Exercise details: Render the entries below as a two-column CSV with the headers text and answer, one row per entry. Put each entry's text and its answer in single quoted fields, replacing line breaks with spaces.

══════════

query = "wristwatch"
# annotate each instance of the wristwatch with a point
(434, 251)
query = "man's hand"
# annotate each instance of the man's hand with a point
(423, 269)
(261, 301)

══════════

Exercise result:
text,answer
"query = ""wristwatch"" # annotate each instance of the wristwatch with a point","(434, 251)"
"query = ""man's hand"" # annotate each instance of the man's hand with a point","(423, 269) (261, 301)"